* Exercise
Return verbatim all lines from the first one in the records to the line with "Phrase -- bolt head", both ends kept.
━━━ Excerpted records
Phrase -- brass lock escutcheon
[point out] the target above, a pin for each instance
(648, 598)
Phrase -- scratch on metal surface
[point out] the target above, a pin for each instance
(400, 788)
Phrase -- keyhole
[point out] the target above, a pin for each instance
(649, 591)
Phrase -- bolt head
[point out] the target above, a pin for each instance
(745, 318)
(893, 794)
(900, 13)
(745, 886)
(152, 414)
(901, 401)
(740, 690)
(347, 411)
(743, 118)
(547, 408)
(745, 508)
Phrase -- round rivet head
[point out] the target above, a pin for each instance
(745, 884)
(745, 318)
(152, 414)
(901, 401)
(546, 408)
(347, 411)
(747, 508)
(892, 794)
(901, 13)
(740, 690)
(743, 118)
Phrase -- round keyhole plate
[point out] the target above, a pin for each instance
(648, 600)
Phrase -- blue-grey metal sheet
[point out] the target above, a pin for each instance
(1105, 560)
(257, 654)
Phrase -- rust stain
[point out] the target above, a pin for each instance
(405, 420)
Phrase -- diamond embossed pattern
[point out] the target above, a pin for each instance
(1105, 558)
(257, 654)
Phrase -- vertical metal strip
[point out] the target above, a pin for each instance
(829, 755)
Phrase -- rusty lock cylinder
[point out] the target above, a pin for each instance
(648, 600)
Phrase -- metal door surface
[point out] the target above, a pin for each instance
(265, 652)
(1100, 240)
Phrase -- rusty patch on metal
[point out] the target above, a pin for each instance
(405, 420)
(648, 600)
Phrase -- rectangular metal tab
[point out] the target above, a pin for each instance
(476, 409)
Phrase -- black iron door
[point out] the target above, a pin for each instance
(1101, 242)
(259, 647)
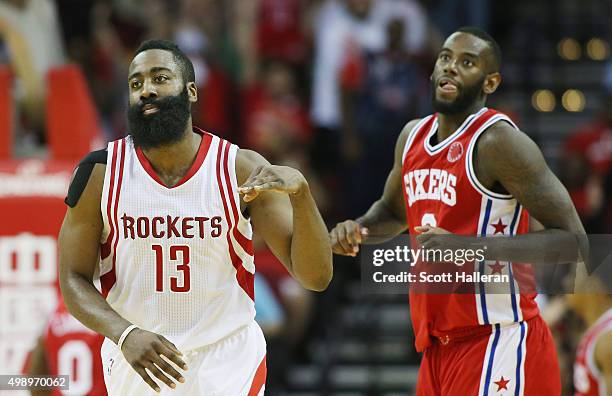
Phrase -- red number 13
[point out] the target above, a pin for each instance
(184, 268)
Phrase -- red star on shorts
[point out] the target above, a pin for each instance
(499, 227)
(501, 384)
(496, 268)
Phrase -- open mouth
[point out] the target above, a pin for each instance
(447, 85)
(149, 109)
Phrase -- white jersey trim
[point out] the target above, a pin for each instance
(469, 166)
(412, 134)
(433, 150)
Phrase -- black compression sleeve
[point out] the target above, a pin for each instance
(81, 175)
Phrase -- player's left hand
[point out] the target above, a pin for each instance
(280, 179)
(437, 238)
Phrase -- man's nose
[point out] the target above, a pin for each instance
(451, 67)
(148, 90)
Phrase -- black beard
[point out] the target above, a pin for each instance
(164, 127)
(466, 98)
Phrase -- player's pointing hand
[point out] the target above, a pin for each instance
(281, 179)
(346, 237)
(144, 350)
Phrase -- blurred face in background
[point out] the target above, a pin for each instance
(395, 35)
(460, 74)
(278, 81)
(359, 8)
(160, 103)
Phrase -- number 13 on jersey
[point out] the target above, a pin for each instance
(181, 264)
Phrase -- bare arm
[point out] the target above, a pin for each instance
(79, 242)
(513, 160)
(386, 217)
(284, 213)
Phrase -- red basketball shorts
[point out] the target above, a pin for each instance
(518, 359)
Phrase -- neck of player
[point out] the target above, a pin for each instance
(175, 159)
(448, 123)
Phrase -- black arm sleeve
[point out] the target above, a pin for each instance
(81, 175)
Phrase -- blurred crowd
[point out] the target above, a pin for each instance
(321, 85)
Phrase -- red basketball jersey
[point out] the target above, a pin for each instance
(588, 381)
(441, 189)
(73, 349)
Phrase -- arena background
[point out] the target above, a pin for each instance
(324, 86)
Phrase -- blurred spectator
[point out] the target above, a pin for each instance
(280, 30)
(586, 174)
(67, 347)
(109, 65)
(449, 15)
(380, 92)
(212, 110)
(342, 28)
(31, 32)
(275, 120)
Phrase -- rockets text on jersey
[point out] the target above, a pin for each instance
(177, 260)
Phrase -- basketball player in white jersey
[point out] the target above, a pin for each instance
(161, 211)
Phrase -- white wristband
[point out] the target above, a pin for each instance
(125, 334)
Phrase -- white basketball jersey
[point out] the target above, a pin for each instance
(177, 261)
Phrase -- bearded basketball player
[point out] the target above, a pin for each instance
(161, 211)
(469, 170)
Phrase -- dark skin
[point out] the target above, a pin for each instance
(505, 162)
(277, 198)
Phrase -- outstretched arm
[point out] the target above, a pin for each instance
(284, 213)
(386, 217)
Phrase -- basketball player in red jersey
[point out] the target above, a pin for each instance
(593, 363)
(469, 171)
(167, 211)
(66, 347)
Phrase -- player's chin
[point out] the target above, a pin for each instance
(446, 97)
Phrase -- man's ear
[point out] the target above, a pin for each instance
(192, 92)
(491, 83)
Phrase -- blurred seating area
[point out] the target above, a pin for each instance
(324, 86)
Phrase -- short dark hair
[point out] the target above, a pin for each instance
(493, 46)
(179, 56)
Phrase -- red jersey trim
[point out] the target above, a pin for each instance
(244, 278)
(259, 379)
(193, 169)
(109, 279)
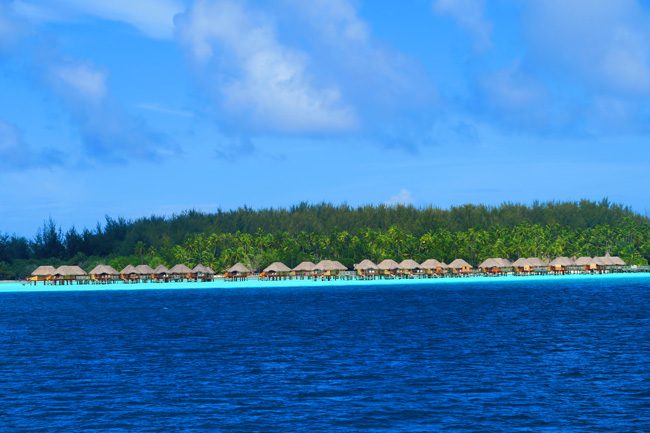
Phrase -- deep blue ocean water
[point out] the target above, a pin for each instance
(557, 356)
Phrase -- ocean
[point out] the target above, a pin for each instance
(555, 355)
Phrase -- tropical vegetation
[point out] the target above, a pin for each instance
(348, 234)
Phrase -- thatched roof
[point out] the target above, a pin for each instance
(459, 264)
(490, 263)
(180, 269)
(160, 270)
(201, 269)
(536, 262)
(388, 265)
(69, 271)
(614, 260)
(305, 267)
(432, 264)
(277, 267)
(103, 270)
(44, 271)
(330, 265)
(562, 261)
(129, 269)
(409, 265)
(144, 270)
(601, 261)
(238, 268)
(521, 262)
(365, 265)
(584, 261)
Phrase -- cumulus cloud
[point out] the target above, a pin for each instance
(107, 131)
(258, 81)
(16, 154)
(470, 15)
(380, 82)
(82, 81)
(154, 18)
(13, 151)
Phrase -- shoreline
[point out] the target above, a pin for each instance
(20, 287)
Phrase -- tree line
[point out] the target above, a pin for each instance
(348, 234)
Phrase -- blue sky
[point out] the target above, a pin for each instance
(133, 108)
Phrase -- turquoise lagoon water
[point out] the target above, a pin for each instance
(503, 354)
(9, 287)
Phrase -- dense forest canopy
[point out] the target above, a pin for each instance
(348, 234)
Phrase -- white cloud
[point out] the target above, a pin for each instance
(163, 109)
(259, 81)
(81, 80)
(107, 132)
(154, 18)
(511, 89)
(402, 197)
(470, 15)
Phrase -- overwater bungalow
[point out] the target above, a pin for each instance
(495, 265)
(144, 272)
(366, 268)
(612, 261)
(561, 264)
(181, 272)
(522, 266)
(460, 266)
(409, 268)
(43, 273)
(433, 266)
(329, 268)
(161, 273)
(586, 263)
(304, 269)
(104, 274)
(238, 272)
(129, 273)
(203, 273)
(276, 270)
(68, 274)
(388, 267)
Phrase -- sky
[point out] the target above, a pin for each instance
(135, 108)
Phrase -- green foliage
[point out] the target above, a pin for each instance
(314, 232)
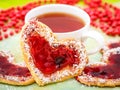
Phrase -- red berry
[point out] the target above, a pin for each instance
(1, 38)
(11, 33)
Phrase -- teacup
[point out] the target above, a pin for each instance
(80, 34)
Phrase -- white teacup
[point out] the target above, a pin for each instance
(80, 34)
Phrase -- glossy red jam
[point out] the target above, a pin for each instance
(50, 59)
(7, 68)
(110, 71)
(114, 45)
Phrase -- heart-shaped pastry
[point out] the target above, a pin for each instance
(11, 73)
(105, 73)
(48, 59)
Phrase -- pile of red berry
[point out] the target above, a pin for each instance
(12, 19)
(104, 16)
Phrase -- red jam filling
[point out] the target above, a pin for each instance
(110, 71)
(114, 45)
(49, 59)
(9, 69)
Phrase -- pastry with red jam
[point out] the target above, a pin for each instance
(48, 59)
(106, 73)
(12, 73)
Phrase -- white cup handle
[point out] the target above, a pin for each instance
(96, 36)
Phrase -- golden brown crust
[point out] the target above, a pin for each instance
(95, 81)
(14, 80)
(61, 75)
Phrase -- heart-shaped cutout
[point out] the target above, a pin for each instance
(48, 59)
(11, 73)
(105, 73)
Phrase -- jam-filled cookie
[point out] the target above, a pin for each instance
(12, 73)
(106, 73)
(50, 60)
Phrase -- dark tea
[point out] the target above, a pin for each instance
(61, 22)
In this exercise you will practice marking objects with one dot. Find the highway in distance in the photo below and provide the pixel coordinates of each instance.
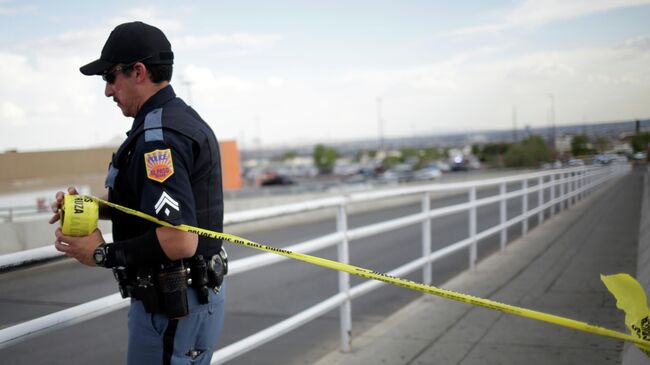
(255, 300)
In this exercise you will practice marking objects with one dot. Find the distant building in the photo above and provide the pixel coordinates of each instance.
(53, 168)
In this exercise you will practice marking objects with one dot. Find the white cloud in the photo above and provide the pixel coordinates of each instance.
(11, 113)
(244, 40)
(532, 14)
(11, 8)
(640, 42)
(149, 15)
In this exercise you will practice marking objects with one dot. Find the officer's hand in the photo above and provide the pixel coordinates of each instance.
(56, 204)
(79, 248)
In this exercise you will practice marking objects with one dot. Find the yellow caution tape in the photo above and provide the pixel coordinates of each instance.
(641, 324)
(631, 298)
(79, 215)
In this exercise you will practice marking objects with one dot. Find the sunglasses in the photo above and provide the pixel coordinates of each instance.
(109, 76)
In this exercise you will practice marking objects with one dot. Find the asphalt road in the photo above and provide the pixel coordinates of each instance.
(256, 299)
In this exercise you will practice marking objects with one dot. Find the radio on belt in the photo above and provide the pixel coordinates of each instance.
(79, 215)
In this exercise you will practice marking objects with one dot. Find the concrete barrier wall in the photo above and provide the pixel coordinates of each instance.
(18, 236)
(631, 355)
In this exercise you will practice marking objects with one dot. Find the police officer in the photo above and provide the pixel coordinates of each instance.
(168, 167)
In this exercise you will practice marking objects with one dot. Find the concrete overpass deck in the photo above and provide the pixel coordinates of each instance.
(555, 268)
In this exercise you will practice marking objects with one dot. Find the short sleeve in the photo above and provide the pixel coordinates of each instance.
(164, 168)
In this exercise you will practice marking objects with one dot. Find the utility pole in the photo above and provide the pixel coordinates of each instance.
(380, 126)
(188, 84)
(552, 122)
(514, 124)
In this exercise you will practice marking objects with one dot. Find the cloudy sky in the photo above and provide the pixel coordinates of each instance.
(296, 72)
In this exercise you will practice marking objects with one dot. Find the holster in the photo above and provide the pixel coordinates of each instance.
(164, 290)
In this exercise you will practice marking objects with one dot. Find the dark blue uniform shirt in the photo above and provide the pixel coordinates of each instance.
(169, 167)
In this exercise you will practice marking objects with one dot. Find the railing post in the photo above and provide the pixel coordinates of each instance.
(540, 200)
(524, 207)
(562, 182)
(472, 228)
(504, 215)
(427, 275)
(344, 279)
(572, 180)
(553, 187)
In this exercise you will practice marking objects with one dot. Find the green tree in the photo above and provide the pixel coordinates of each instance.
(390, 161)
(580, 145)
(493, 153)
(325, 158)
(530, 152)
(640, 142)
(289, 155)
(601, 144)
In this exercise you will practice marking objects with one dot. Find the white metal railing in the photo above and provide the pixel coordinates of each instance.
(564, 187)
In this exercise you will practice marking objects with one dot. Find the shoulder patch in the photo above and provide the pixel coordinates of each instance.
(159, 164)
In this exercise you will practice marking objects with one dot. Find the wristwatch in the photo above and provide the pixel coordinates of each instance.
(99, 255)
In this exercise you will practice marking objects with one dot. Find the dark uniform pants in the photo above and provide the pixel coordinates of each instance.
(155, 339)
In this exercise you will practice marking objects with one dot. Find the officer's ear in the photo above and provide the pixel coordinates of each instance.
(141, 72)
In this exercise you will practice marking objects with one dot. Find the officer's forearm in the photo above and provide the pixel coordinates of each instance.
(177, 244)
(104, 210)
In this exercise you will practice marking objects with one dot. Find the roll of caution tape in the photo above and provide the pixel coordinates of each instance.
(79, 215)
(638, 339)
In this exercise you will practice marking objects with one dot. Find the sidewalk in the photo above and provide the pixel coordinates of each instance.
(556, 269)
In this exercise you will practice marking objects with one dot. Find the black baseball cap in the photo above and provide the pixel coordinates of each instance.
(129, 43)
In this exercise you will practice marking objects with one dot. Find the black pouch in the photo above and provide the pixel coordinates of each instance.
(145, 290)
(200, 278)
(173, 290)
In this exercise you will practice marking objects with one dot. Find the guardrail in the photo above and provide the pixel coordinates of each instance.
(562, 187)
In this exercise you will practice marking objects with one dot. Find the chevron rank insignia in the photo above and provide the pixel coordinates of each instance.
(159, 164)
(167, 208)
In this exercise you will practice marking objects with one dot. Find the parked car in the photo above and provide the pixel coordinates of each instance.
(428, 173)
(277, 180)
(398, 173)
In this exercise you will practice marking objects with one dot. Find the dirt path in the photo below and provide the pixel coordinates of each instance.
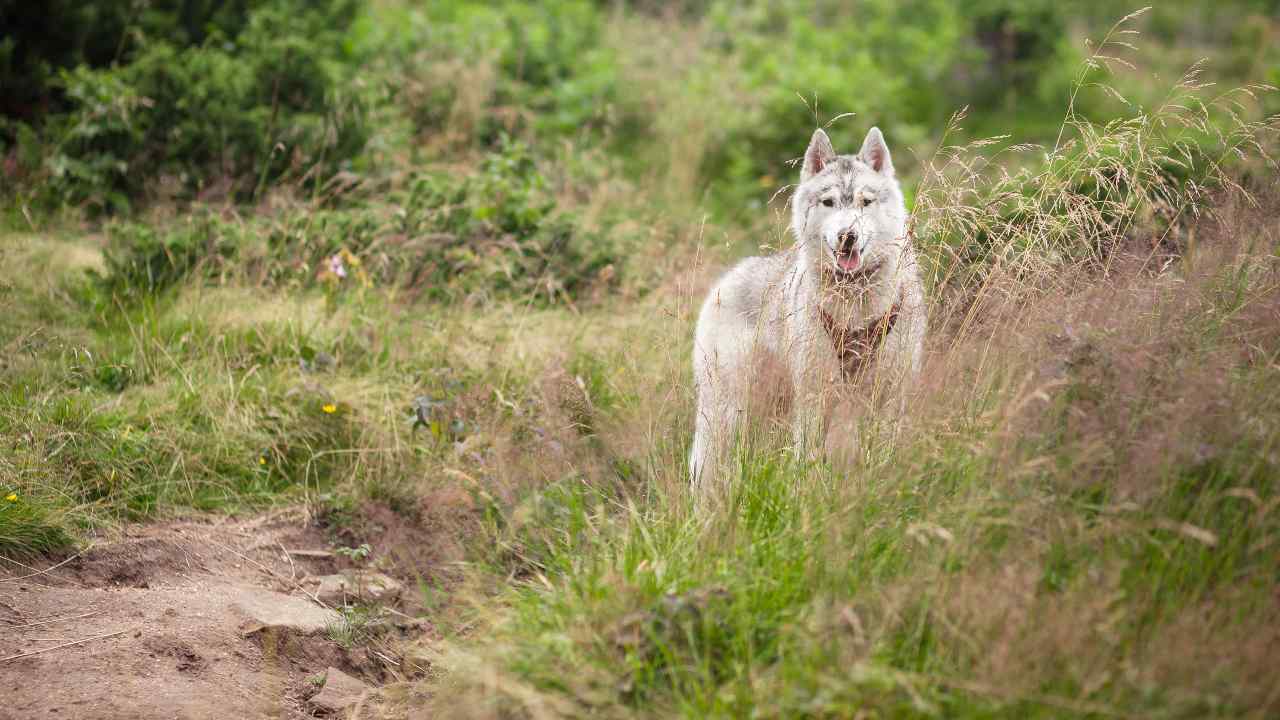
(205, 620)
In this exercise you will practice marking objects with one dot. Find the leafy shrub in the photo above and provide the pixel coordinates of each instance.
(240, 109)
(494, 232)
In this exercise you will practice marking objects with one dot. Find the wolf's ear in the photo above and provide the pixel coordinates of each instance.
(817, 156)
(874, 153)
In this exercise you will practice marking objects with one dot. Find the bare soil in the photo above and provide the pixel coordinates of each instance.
(206, 620)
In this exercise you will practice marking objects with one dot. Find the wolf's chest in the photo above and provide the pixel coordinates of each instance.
(856, 346)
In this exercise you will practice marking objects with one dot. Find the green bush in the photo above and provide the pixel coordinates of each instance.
(238, 110)
(497, 232)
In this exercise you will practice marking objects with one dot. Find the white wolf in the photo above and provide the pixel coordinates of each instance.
(845, 297)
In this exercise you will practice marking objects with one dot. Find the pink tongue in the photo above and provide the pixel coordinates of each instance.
(849, 264)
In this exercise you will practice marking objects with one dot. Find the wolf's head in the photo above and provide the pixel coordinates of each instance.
(849, 209)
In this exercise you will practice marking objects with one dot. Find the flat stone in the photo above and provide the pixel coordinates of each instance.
(266, 609)
(370, 587)
(341, 691)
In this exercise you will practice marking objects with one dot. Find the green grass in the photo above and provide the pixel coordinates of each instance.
(1078, 516)
(965, 572)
━━━━━━
* Response below
Phrase -- brass lock escutcheon
[point out] the target above, a pin for each instance
(648, 598)
Phrase -- scratch on metal surface
[point out] the target above, a pin for each instance
(400, 788)
Phrase -- keyhole
[point out] the target above, a pin for each instance
(649, 591)
Phrase -- bolt head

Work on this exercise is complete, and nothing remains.